AUFGABE: Setze die Buchbesprechung zu Richard Morgièves „Kleiner Mann von hinten“ im Anschluss an ihren letzten Satz fort.

SEITENTEXT:
-------

Richard Morgiève: Kleiner Mann von hinten
Man könnte meinen, was geht einen die Geschichte eines kleinen, polnischen Juden und einer nur um einige Zentimeter größeren Französin, die keinen Liebesbrief unter 30 Fehlern zustande bringt, 1942 in der südfranzösischen Provinz an. Doch Richard Morgiève erzählt die Liebesgeschichte seiner Eltern mit so viel Zuneigung und Charme, dass man sich ihr nicht zu entziehen vermag. Er schlägt nicht die großen Töne an, sondern lässt die Liebe mit der Kriegs- und Nachkriegszeit in Frankreich in seinem melancholischen Erzählton verschmelzen und in unsere heutige Zeit hineinschwingen. Stephanè ist ein mit allen Wassern gewaschener Lebemann. Er nimmt, was ihm zufällt und versteht es, sich daraus nicht weniger als eine ganze Welt zu bauen. Er verliebt sich in die einfache Andrèe, obwohl er auch anderen Lieben nicht abgeneigt ist, doch um ihre Hand hält er an, nachdem sie ihn mit einem Flittchen erwischt und sie ihn nicht mehr wieder sehen will. Er betreibt in den Wäldern der Provinz einen gut florierenden Schwarzhandel und versteht es, ihm den Anspruch der Befreiung Frankreichs von Hitler zu geben und nach dem Krieg eine riesiges Bonbon- und Pralinen-Unternehmen daraus zu entwickeln. Trotzdem wohnt in ihm die Angst vor dem Verlust und der Armut, nicht zuletzt dann, wenn ihm seine Frau ängstlich gesteht, dass sie wieder ein Kind erwartet. Doch was auch passiert, das kleine Paar scheint von den Wellen des Lebens hin und hergeworfen, aber dennoch immer wieder aufeinander zuzutreiben. Und das ganz besonders, als Andrèe die tödliche Diagnose Krebs erhält. Gerade sie, die sich ein Hütchen nach dem anderen kaufte, die sich schminkte und schmückte – sie kann den Verfall nicht zurückdrängen. Aber gerade da liebt sie ihr kleiner Pole vielleicht am meisten.

-------

BEREITGESTELLTE DATEN:
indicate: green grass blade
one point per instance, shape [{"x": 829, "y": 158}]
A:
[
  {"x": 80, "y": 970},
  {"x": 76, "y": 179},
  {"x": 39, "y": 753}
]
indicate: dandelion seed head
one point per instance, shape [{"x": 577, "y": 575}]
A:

-------

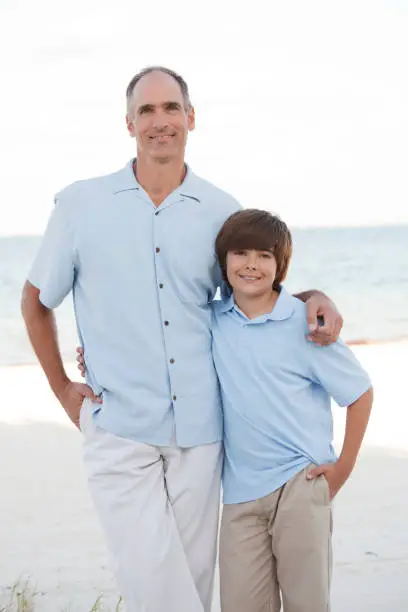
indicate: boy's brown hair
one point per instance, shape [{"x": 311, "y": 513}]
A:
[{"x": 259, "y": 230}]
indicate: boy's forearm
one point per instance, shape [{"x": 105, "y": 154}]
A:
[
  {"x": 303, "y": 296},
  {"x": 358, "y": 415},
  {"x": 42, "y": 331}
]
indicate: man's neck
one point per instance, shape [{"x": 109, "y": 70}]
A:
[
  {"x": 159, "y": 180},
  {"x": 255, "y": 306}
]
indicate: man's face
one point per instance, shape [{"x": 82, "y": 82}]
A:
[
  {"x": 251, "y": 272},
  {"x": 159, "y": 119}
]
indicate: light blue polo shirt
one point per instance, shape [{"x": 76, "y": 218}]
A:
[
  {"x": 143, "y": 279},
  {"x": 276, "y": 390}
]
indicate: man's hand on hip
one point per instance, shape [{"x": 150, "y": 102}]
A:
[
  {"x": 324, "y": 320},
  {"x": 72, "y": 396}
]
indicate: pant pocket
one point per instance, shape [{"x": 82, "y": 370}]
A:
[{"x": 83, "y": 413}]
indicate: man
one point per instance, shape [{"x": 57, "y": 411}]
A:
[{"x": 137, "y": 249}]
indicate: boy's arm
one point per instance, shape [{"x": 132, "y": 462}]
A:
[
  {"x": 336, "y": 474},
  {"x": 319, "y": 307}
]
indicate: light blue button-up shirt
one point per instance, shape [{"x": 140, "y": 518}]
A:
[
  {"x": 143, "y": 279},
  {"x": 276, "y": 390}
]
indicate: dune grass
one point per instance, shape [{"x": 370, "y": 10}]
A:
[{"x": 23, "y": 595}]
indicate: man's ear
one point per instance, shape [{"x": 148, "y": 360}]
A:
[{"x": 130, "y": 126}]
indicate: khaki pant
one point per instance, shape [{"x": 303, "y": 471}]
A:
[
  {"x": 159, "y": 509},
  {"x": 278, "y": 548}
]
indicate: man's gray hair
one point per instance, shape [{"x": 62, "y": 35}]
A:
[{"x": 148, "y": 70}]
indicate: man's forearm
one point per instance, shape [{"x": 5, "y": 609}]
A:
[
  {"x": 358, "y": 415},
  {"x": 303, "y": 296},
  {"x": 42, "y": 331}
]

-------

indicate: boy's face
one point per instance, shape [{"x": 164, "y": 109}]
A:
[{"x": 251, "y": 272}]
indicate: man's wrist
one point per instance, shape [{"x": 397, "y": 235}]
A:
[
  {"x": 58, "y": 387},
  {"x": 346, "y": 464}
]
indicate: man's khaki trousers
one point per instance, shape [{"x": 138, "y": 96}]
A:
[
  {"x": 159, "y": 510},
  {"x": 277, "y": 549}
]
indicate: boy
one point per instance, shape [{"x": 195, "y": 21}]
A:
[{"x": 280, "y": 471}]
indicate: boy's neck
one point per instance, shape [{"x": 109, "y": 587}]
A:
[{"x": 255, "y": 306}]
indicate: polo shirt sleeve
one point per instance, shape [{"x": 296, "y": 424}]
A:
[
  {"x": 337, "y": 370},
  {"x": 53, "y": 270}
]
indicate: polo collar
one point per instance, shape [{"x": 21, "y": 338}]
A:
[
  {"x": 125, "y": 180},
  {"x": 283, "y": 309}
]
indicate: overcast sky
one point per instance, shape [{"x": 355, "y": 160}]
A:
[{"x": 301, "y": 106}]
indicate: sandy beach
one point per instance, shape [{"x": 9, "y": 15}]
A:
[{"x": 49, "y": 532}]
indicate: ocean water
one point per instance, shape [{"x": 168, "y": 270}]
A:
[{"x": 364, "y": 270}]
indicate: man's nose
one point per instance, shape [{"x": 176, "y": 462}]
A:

-------

ERGEBNIS:
„Kleiner Mann von hinten“ gehört seit Jahrzehnten zu den Lieblingsbüchern der Franzosen und der schwungvollen Übersetzung von Barbara Heber-Schärer und Claudia Steinitz scheint es zu danken, dass auch die eher abgeklärten Deutschen sich dem Charme dieses Buches nicht werden entziehen können. Auf merkwürdig anmutige Weise gelingt es dem Erzähler Morgiève in die Rolle seiner Figuren zu schlüpfen und trotzdem seine Familiengeschichte ganz persönlich zu präsentieren, weil er an die Macht der Liebe und der Literatur glaubt.